- [WHAT IS EXPECTED]: Copy out the data below with "concrete" swapped for "cement" wherever it occurs, keeping everything else unchanged.

- [INPUT]:
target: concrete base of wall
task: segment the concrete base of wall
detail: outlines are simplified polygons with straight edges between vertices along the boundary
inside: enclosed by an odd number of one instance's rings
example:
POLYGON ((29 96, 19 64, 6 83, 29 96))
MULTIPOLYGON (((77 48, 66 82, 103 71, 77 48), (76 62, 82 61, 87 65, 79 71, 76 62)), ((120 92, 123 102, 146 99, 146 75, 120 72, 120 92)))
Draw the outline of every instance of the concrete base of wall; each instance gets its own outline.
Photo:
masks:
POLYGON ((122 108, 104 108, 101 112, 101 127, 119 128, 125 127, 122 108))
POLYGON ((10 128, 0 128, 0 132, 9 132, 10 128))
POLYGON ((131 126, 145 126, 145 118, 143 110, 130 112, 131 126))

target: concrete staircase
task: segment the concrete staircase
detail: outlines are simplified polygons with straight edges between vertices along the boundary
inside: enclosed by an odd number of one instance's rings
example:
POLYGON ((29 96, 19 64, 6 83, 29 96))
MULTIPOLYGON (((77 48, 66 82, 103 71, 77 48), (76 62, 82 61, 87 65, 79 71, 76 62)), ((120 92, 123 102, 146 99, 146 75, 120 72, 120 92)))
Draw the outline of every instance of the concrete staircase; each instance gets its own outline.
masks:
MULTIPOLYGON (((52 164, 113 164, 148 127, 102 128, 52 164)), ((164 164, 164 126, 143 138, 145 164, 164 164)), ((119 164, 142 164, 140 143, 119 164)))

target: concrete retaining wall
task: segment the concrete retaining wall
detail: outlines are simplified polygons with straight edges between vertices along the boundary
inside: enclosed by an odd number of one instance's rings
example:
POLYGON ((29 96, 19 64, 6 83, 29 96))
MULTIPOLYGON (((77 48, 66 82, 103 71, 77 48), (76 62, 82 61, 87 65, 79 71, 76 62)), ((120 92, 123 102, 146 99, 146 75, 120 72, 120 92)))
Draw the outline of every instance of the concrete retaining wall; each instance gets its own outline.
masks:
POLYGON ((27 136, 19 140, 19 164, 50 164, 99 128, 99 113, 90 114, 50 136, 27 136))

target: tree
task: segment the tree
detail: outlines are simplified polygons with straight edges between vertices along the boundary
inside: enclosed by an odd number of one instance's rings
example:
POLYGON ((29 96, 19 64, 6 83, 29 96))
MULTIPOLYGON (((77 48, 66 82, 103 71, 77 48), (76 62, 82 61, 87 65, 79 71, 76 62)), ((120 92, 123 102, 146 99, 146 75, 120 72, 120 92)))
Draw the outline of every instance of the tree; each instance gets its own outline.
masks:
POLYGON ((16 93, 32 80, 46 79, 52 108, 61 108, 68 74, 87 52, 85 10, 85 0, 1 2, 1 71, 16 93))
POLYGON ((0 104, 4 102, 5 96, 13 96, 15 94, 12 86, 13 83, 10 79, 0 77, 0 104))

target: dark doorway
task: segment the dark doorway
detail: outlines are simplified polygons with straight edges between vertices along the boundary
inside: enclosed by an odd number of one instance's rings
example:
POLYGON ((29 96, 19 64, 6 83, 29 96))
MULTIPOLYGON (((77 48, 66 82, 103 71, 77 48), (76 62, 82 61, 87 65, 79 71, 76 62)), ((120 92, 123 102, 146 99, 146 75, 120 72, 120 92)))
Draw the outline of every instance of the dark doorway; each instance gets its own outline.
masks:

- [RESPONSE TO THE EXERCISE]:
target: cement base of wall
task: segment the cement base of wall
detail: outlines are simplified polygons with straight edges between vertices along the boundary
inside: enclosed by an odd number of one instance's rings
example:
POLYGON ((29 96, 19 64, 6 83, 29 96))
MULTIPOLYGON (((77 48, 66 82, 103 71, 77 48), (76 62, 82 61, 87 65, 79 71, 76 62)), ((120 92, 123 102, 146 99, 146 75, 120 72, 120 92)))
Draw the outline of every instance of the cement base of wall; each instance gets its own outline.
Photo:
masks:
POLYGON ((122 108, 104 108, 101 112, 101 127, 119 128, 125 127, 122 108))
POLYGON ((10 128, 0 128, 0 132, 9 132, 10 128))
POLYGON ((131 126, 145 126, 145 118, 143 110, 130 112, 131 126))

target: cement staircase
task: segment the cement staircase
detail: outlines are simplified polygons with straight edges between vertices along the boundary
inside: enclosed by an odd number of one instance's rings
example:
POLYGON ((29 96, 19 64, 6 83, 29 96))
MULTIPOLYGON (((77 48, 66 82, 103 71, 77 48), (76 62, 82 61, 87 65, 79 71, 76 62)), ((120 92, 123 102, 146 99, 146 75, 120 72, 120 92)))
Draw the outline of every instance of the cement staircase; each instance gets its own outline.
masks:
MULTIPOLYGON (((52 164, 113 164, 148 127, 102 128, 52 164)), ((164 164, 164 126, 143 138, 145 164, 164 164)), ((119 164, 142 164, 140 143, 119 164)))

target: cement retaining wall
task: segment the cement retaining wall
detail: outlines are simplified polygons with straight edges between vertices along the boundary
inside: enclosed by an odd number of one instance's rings
example:
POLYGON ((29 96, 19 64, 6 83, 29 96))
MULTIPOLYGON (((77 48, 66 82, 103 71, 77 48), (76 62, 82 61, 87 65, 79 71, 76 62)), ((120 92, 123 102, 146 99, 146 75, 120 72, 120 92)))
Draw the outline of every instance of the cement retaining wall; each instance gets its own outline.
masks:
POLYGON ((27 136, 19 140, 19 164, 50 164, 99 128, 99 113, 90 114, 50 136, 27 136))

target: tree
task: segment the tree
detail: outlines are simplified polygons with straight edges between vertices along the boundary
inside: enclosed by an odd number of one instance's rings
example:
POLYGON ((29 96, 19 64, 6 83, 29 96))
MULTIPOLYGON (((77 48, 66 82, 103 71, 77 48), (76 62, 82 61, 87 65, 79 71, 76 62)), ((120 92, 123 102, 146 99, 146 75, 120 72, 120 92)))
Draw the outline of every instance of the tree; each instance gets its own outline.
masks:
POLYGON ((16 93, 32 80, 46 79, 52 108, 61 108, 68 74, 87 52, 85 10, 85 0, 1 2, 1 71, 16 93))
POLYGON ((0 104, 4 102, 5 96, 13 96, 15 94, 12 86, 13 83, 10 79, 0 77, 0 104))

target: dark doorway
task: segment the dark doorway
detail: outlines are simplified polygons with straight edges between vertices along the boundary
inside: enclosed by an odd number of one instance's rings
example:
POLYGON ((29 96, 19 64, 6 83, 29 96))
MULTIPOLYGON (((77 48, 66 82, 103 71, 77 48), (76 62, 82 61, 87 65, 79 71, 76 62)), ((120 92, 123 102, 146 99, 146 75, 120 72, 120 92)))
Draw the outline of every instance of the dark doorway; each instance gets its own outline.
masks:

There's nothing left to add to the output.